#### [INSTRUCTIONS FOR THE TASK]
What follows is a set of entries. Repeat them exactly, but not their pictures.

#### [DATA RECORDS]

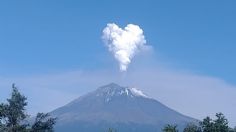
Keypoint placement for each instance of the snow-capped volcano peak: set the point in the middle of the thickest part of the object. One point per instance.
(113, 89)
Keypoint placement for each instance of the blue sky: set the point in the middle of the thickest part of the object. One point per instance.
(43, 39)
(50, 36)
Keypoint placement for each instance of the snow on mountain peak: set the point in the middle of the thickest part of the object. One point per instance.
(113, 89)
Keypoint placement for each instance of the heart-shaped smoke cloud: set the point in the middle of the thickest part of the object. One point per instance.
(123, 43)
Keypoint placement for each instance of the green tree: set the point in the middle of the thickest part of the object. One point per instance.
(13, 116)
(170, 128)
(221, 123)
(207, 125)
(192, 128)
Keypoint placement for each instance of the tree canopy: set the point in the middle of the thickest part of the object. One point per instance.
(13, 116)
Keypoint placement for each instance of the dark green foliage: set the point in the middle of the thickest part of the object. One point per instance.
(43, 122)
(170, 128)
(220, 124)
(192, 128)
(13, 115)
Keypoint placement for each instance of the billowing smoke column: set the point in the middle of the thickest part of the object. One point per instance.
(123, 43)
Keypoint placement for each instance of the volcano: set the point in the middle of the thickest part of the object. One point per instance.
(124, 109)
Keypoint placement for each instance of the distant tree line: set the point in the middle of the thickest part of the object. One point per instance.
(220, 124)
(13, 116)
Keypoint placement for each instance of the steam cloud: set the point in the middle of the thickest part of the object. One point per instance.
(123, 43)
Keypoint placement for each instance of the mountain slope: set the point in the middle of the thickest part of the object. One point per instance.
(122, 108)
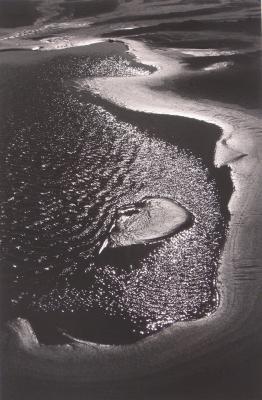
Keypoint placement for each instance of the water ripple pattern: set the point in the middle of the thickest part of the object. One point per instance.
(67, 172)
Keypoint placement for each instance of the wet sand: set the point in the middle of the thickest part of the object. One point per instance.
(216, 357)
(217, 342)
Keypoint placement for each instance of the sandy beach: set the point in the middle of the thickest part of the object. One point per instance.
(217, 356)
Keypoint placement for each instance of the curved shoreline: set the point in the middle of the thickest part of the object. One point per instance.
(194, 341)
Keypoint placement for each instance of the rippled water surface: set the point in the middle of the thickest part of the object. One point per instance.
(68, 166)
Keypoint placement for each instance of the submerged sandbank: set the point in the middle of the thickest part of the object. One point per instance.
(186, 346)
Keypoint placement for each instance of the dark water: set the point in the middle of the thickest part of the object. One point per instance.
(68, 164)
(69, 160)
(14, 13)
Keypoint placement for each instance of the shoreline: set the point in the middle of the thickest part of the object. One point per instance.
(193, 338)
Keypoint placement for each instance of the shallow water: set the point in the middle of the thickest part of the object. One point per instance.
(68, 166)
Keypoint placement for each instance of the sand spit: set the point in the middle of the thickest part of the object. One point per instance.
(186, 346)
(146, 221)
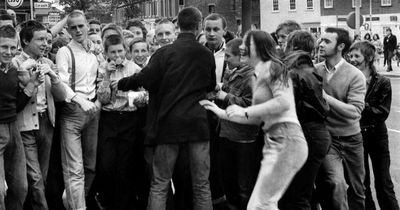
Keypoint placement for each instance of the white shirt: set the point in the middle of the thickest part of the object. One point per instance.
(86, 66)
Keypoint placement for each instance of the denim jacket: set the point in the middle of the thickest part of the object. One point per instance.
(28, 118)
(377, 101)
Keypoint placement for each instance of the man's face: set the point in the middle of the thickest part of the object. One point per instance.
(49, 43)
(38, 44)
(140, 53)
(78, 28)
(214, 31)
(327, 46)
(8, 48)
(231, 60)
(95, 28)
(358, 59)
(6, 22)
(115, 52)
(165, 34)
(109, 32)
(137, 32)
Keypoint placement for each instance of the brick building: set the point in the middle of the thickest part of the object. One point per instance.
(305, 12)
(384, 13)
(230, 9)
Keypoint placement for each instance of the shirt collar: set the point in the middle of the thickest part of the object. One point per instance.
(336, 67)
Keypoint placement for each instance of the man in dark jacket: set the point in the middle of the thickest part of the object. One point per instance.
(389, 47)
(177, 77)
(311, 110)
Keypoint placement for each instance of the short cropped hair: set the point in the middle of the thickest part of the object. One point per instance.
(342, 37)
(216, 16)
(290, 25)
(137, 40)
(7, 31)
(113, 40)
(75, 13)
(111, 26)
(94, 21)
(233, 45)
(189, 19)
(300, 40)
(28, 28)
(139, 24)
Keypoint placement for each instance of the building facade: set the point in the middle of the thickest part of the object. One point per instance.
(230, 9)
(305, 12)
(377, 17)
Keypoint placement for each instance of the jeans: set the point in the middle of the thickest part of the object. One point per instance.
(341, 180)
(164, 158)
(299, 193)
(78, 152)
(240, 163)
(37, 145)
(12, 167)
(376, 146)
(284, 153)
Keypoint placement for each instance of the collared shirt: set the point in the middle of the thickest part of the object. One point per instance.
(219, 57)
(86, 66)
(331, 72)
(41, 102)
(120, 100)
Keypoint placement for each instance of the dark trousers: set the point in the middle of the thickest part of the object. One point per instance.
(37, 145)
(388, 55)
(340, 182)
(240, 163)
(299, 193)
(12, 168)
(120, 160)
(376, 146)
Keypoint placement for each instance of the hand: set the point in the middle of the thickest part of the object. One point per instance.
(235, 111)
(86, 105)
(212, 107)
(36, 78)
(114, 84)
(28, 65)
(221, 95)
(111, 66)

#### [REPLY TO THE EXERCISE]
Keypoint placement for each instance of the snow-capped volcano peak: set the point in the middle of the thickest part of the object. One point per instance.
(113, 89)
Keypoint placement for each instance of the blue sky: set the point in the middle of the thickest part of the object. One point per instance.
(43, 39)
(50, 36)
Keypoint placement for each instance of the snow on mountain peak: set the point in the middle of the thickest part of the object. One point per instance.
(113, 89)
Keypoint placement for each instance of the heart-shaped smoke cloud: set the point in the middle of the thickest part of the object. One point per instance.
(123, 43)
Keypoint placement for each instance of the green tree: set the point in the middle of the thickest part of the object. One point per instance.
(13, 116)
(170, 128)
(221, 123)
(207, 125)
(192, 128)
Keypoint placement for each instance of the tree canopy: set the point in the middle of the thickest part of the object. One point per instance.
(13, 116)
Keypoint placement for each instance of the dark green foliage: set the point in the middle of the thickest part of the object. One point per instance.
(43, 122)
(170, 128)
(220, 124)
(192, 128)
(13, 115)
Keypoint placement for each instance of the billowing smoke column: set the point in the middle of the thickest part of the object. One point per instance.
(123, 43)
Keypoint placement for each instance of the volcano: set the point in the middle of the thickest part of the object. One point per instance.
(124, 109)
Keypoint placement for each instance of the distant tree line: set the point in the middle of the thickest part of the object. One point per instance.
(220, 124)
(13, 116)
Keypoint placement for each instance of the steam cloud: set the point in the middle of the thickest part of the object. One point per instance.
(123, 43)
Keypoint placement for each instance of the mountain slope: set the point in the middle of the thickest part of the object. One point per instance.
(122, 108)
Keypoint placement for each instance of the water ripple pattern: set the point in the middle of the thickest part of the object. One point per instance.
(67, 172)
Keypoint placement for each instance of the wet sand: set the point in the middle of the thickest part of the object. One point per instance.
(216, 357)
(217, 342)
Keypoint placement for each instance of the sandy beach: set the point in the middle of the thickest part of the object. One point per instance.
(217, 356)
Keypoint placement for each instance of the curved shoreline: set the point in the middle of the thickest part of the object. One point per instance.
(194, 341)
Keypoint placement for each instance of the rippled water surface: set the point in the middle of the thickest part of the object. One point per instance.
(68, 166)
Keypoint placement for each instance of the submerged sandbank: set the point in the middle of the thickest part of the object. One point per instance.
(186, 346)
Keypoint placement for each instance of the dark water: set the point in the middle of the thickest part of the object. One point per instance.
(68, 164)
(69, 160)
(14, 13)
Keypoint placement for each instance of the shoreline: set the point in the middle of the thickest part of the object. One point per instance.
(193, 338)
Keypoint placement for each instance of the shallow water: set the point in the middle of the thickest part of the object. One point per instance.
(68, 166)
Keypoint placement for each instance of the sand spit: set the point in the middle of the thickest part of the object. One point per instance.
(186, 346)
(146, 221)
Keypoint placement for each instance of the white shirt: set the point in the middle of the thickest part of the object. One point per instance.
(86, 66)
Keypoint placement for each instance of the denim jacket: set the point in the middle of the thickest part of the object. One point per instance.
(28, 118)
(377, 101)
Keypoint placement for each instance of the man's face: set the point in the middle of the thickest part of the object. One point per instance.
(49, 43)
(38, 44)
(140, 53)
(78, 28)
(214, 31)
(327, 46)
(8, 48)
(231, 60)
(95, 28)
(358, 59)
(6, 22)
(115, 52)
(165, 34)
(109, 32)
(137, 32)
Keypoint placement for each instance of the brick building: set the point in the middle of the thickest part of the object. One point per instance.
(305, 12)
(384, 13)
(230, 9)
Keypoint placement for each instance of the shirt collar: set the point in the middle of the thickest part of the object. One point per instance.
(336, 67)
Keypoint placement for each instance of the man in dark jacket: set the point in the middle of the thickest part of the object. One point per instance.
(389, 47)
(177, 77)
(311, 110)
Keypoint placement for each instance of the short cropped hair: set the point in the middle of the thickest part of the object. One point per instance.
(342, 37)
(216, 16)
(290, 25)
(137, 40)
(7, 31)
(113, 40)
(75, 13)
(111, 26)
(94, 21)
(233, 45)
(189, 19)
(300, 40)
(28, 28)
(139, 24)
Keypoint placement for each instance of the building facade: set the point in the middle of the thickest part of the object. One point per instance.
(230, 9)
(305, 12)
(377, 17)
Keypoint placement for each instance of the jeans: set the point in the middle of the thickest part of the object. One point per instance.
(341, 180)
(164, 158)
(299, 193)
(78, 152)
(240, 163)
(37, 145)
(12, 167)
(376, 146)
(284, 153)
Keypoint placement for each instance of the collared shirt: set the point in the middle of the thickest part of the object. One point per instance.
(219, 57)
(86, 66)
(331, 72)
(41, 102)
(120, 100)
Keypoint placement for each instance of the dark trousers: set the point in the middle of the thickest part of the object. One point per instance.
(37, 145)
(388, 55)
(340, 182)
(240, 163)
(299, 193)
(12, 168)
(120, 160)
(376, 146)
Keypoint placement for each instance of the hand: set the point in the middle of the thickest part of the object. One point per instance.
(235, 111)
(86, 105)
(212, 107)
(36, 78)
(114, 84)
(28, 65)
(221, 95)
(111, 66)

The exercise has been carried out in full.